[INSTRUCTION 1]:
Answer these questions about the MDX sorting text:
(a) Which tool is named for setting the Order By property?
(b) What two choices can the Order By property of a dimension attribute be set to?
(c) In what order is the sort order defined on the dimension attribute property screen always applied?
[INSTRUCTION 2]:
Duplicate the stretch of the MDX sorting text from "MDX Solutions: SORTING" through "in ascending order.".

═════ TEXT SECTION ═════

MDX Solutions: SORTING using ORDER and TOPCOUNT functions

As with most applications there are many different ways to complete a task and sorting in MDX is no exception. Furthermore, Analysis Services utilization of hierarchies further complicates the method and implementation of sorting routines. SSAS actually has several potential layers of sorting, we can set the sorting at the dimension level or force sorting during query run time. For dimension attributes, we can actually set the Order By property in SSDT to either a dimension attribute Name or a Key as displayed below for the Product attribute under the DimProduct dimension. Additionally, the sort order defined on the dimension attribute property screen can only be the name or the key and is always in ascending order.

═════ DATASET EXCERPTS ═════

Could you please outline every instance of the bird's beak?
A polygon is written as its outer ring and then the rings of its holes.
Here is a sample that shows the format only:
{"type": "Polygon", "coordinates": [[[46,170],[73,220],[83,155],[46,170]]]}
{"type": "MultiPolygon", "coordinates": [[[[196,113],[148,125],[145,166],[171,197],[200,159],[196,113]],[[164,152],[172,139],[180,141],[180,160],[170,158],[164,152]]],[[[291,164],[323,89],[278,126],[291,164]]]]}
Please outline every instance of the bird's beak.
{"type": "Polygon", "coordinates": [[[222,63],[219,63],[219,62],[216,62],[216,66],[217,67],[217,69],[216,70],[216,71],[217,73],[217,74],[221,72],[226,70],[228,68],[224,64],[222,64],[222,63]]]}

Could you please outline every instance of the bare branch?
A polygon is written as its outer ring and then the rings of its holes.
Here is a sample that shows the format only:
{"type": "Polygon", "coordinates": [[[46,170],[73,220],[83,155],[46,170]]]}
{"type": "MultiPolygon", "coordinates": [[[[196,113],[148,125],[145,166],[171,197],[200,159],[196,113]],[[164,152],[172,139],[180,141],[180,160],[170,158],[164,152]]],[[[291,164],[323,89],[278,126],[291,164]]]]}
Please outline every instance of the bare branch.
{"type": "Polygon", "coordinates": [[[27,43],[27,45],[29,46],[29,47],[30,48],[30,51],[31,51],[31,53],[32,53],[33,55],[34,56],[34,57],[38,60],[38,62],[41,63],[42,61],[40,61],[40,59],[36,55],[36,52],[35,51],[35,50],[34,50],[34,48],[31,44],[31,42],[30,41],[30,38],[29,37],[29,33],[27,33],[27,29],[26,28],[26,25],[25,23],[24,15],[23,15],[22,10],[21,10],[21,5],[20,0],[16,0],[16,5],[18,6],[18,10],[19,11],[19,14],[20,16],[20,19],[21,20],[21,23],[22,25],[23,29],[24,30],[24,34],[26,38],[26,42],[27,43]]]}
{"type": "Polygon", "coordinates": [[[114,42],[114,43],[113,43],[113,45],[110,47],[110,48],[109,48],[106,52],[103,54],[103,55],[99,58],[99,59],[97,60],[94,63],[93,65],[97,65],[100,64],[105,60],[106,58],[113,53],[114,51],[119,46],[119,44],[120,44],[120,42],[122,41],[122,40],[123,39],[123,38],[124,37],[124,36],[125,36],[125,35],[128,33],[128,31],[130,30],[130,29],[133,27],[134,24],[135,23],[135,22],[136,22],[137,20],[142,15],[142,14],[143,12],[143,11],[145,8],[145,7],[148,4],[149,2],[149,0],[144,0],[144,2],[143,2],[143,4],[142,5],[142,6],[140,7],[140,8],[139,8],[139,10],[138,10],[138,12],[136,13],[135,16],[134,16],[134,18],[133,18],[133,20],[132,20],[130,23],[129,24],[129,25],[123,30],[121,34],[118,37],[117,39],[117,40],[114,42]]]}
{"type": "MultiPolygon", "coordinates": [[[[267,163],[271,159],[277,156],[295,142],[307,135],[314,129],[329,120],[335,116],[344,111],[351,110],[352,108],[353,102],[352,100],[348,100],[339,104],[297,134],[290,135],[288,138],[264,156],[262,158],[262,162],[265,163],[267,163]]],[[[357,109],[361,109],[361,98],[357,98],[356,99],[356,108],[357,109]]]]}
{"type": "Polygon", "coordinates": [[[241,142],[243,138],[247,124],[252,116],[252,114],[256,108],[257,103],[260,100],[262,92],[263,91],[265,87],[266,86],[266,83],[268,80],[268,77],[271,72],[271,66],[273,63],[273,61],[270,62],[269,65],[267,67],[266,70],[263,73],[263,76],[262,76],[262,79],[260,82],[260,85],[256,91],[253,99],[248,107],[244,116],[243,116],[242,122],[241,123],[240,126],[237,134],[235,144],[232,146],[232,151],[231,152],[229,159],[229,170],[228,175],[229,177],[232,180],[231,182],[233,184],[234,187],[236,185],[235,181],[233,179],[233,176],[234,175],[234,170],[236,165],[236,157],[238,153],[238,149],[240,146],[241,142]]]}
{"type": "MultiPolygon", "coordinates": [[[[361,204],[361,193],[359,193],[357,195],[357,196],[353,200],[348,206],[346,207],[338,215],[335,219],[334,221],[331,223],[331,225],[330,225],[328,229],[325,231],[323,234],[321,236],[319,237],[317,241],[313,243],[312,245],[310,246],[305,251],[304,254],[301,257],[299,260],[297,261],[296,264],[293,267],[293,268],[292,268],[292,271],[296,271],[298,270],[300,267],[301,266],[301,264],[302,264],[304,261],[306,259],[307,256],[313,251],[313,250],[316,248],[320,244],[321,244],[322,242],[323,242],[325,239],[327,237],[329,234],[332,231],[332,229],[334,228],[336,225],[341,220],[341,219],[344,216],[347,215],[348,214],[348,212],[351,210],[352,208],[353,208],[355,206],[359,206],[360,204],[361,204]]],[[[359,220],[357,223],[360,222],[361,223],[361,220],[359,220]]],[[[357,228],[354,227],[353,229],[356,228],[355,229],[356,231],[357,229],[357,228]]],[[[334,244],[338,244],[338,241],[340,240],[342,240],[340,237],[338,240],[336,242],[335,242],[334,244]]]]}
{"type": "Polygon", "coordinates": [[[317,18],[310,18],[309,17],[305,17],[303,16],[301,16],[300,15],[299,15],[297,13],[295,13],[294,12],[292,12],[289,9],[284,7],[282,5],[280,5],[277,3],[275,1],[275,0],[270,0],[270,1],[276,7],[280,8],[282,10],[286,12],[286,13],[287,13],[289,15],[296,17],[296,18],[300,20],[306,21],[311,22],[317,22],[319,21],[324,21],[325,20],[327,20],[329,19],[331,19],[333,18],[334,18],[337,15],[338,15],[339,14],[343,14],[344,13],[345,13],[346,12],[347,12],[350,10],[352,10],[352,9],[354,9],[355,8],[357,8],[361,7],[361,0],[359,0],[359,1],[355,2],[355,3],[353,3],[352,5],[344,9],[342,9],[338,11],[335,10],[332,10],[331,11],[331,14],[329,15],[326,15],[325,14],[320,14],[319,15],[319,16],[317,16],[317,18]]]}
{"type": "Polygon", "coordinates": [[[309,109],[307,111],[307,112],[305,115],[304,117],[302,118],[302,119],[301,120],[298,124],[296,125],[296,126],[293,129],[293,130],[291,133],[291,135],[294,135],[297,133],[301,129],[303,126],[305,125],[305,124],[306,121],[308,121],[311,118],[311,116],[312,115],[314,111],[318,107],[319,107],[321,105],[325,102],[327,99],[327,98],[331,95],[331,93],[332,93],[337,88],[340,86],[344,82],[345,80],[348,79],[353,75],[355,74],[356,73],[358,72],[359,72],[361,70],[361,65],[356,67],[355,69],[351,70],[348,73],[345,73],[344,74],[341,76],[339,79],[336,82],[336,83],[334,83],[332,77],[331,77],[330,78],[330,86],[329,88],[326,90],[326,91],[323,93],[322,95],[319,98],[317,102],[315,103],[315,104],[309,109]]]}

═════

[WORKED SOLUTION 1]:
(a) SSDT
(b) A dimension attribute Name or a Key
(c) Ascending order

[WORKED SOLUTION 2]:
MDX Solutions: SORTING using ORDER and TOPCOUNT functions

As with most applications there are many different ways to complete a task and sorting in MDX is no exception. Furthermore, Analysis Services utilization of hierarchies further complicates the method and implementation of sorting routines. SSAS actually has several potential layers of sorting, we can set the sorting at the dimension level or force sorting during query run time. For dimension attributes, we can actually set the Order By property in SSDT to either a dimension attribute Name or a Key as displayed below for the Product attribute under the DimProduct dimension. Additionally, the sort order defined on the dimension attribute property screen can only be the name or the key and is always in ascending order.